Según Morineau, en veinte
años el número de flotas de Nueva España fue de seis solamente, y las escuadras
de galeones de cuatro. Asimismo, se permitió un navío de registro con destino a
Buenos Aires en 1721 para introducir mercancías por un valor de 700.000 pesos,
así como a Honduras. En 1718 los armadores canarios recibieron la autorización
de enviar una flotilla de un volumen de 1.000 toneladas, y la Compañía
Guipuzcoana comenzó a ejercer su actividad en la costa de Caracas. Asimismo,
recogía que si una flota del siglo XVI trasportaba 4 millones de pesos, una del
siglo XVIII transportaba 12 millones como mínimo.
El Tratado de
Utrecht permitió a los ingleses introducir anualmente un navío de 500 toneladas
de mercancías y el monopolio del asiento negrero. La Guerra de la Cuádruple
Alianza entre 1718 y 1720 agravó el problema, e incrementó el tradicional
contrabando inglés y holandés en zonas marginales. Para García Bernal, la Paz
de Utrecht no hizo más que ratificar otros tratados y convenciones firmados con
anterioridad que recogían una panoplia de privilegios comerciales para el
comercio británico, , como los de 1604, 1645 y 1667. La autora defiende que los
barcos de guerra destinados a cumplir la gracia del rey español, el Navío de Permiso y Asiento de Negros, como
el Bedford y el Elizabeth, cumplieron escrupulosamente todos los requisitos,
deseosos de evitar cualquier problema que pudiese ocasionar un conflicto y con
ello una merma de los intereses de los comerciantes.

Material extraído »
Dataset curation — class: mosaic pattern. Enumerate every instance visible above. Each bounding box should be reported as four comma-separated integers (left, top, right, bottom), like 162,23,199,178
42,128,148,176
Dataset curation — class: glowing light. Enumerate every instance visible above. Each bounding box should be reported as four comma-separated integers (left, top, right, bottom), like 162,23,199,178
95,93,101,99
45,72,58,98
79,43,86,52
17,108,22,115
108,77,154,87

Consigna 1 »
Indica si cada afirmación coincide con el texto sobre el comercio con América: (a) según Morineau, en veinte años hubo solo seis flotas de Nueva España; (b) el Tratado de Utrecht permitió a los holandeses introducir cada año un navío de 500 toneladas; (c) la Guerra de la Cuádruple Alianza se desarrolló entre 1718 y 1720. Responde sí o no a cada una y cita textualmente las palabras que lo deciden.
Consigna 2 »
Reproduce sin cambios el pasaje del texto sobre el comercio con América que va desde "El Tratado de" hasta "de los comerciantes.".

Respuesta correcta 1 »
(a) Sí: "en veinte años el número de flotas de Nueva España fue de seis solamente".
(b) No: "permitió a los ingleses introducir anualmente un navío de 500 toneladas".
(c) Sí: "La Guerra de la Cuádruple Alianza entre 1718 y 1720".

Respuesta correcta 2 »
El Tratado de
Utrecht permitió a los ingleses introducir anualmente un navío de 500 toneladas
de mercancías y el monopolio del asiento negrero. La Guerra de la Cuádruple
Alianza entre 1718 y 1720 agravó el problema, e incrementó el tradicional
contrabando inglés y holandés en zonas marginales. Para García Bernal, la Paz
de Utrecht no hizo más que ratificar otros tratados y convenciones firmados con
anterioridad que recogían una panoplia de privilegios comerciales para el
comercio británico, , como los de 1604, 1645 y 1667. La autora defiende que los
barcos de guerra destinados a cumplir la gracia del rey español, el Navío de Permiso y Asiento de Negros, como
el Bedford y el Elizabeth, cumplieron escrupulosamente todos los requisitos,
deseosos de evitar cualquier problema que pudiese ocasionar un conflicto y con
ello una merma de los intereses de los comerciantes.